*** Input material ***

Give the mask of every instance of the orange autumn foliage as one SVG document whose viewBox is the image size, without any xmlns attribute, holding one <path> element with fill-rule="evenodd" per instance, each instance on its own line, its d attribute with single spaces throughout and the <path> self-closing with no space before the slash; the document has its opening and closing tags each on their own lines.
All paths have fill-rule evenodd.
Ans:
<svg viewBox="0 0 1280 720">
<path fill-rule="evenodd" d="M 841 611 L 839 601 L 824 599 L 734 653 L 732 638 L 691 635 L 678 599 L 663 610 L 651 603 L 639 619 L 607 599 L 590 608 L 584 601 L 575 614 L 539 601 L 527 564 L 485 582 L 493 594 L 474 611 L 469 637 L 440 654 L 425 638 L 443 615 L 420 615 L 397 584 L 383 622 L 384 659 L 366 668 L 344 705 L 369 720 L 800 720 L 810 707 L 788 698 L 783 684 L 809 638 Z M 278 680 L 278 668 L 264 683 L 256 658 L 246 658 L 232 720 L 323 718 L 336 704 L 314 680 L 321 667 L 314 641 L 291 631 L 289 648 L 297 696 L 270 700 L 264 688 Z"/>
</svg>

*** End of Input material ***

» Exercise goal:
The full set of records above must be retyped exactly.

» Answer for this exercise:
Give the mask of every instance of the orange autumn foliage as one SVG document whose viewBox is the image size, without any xmlns attribute, holding one <path> element with fill-rule="evenodd" per instance, each instance on its own line, its d attribute with single spaces throughout and the <path> self-closing with no space before the slash; the document has its opening and closing tags each on their own lines.
All paths have fill-rule evenodd.
Ans:
<svg viewBox="0 0 1280 720">
<path fill-rule="evenodd" d="M 841 611 L 839 601 L 824 599 L 734 653 L 732 638 L 691 635 L 678 599 L 663 610 L 651 603 L 639 619 L 607 599 L 590 608 L 584 601 L 575 614 L 539 601 L 527 564 L 485 582 L 493 594 L 474 611 L 469 637 L 440 654 L 425 638 L 443 615 L 420 615 L 397 584 L 383 622 L 384 659 L 366 668 L 344 705 L 369 720 L 800 720 L 810 707 L 788 698 L 783 684 L 809 638 Z M 278 680 L 278 668 L 264 683 L 256 658 L 246 658 L 232 720 L 323 718 L 336 704 L 314 680 L 321 667 L 314 641 L 291 631 L 289 648 L 297 696 L 270 700 L 264 688 Z"/>
</svg>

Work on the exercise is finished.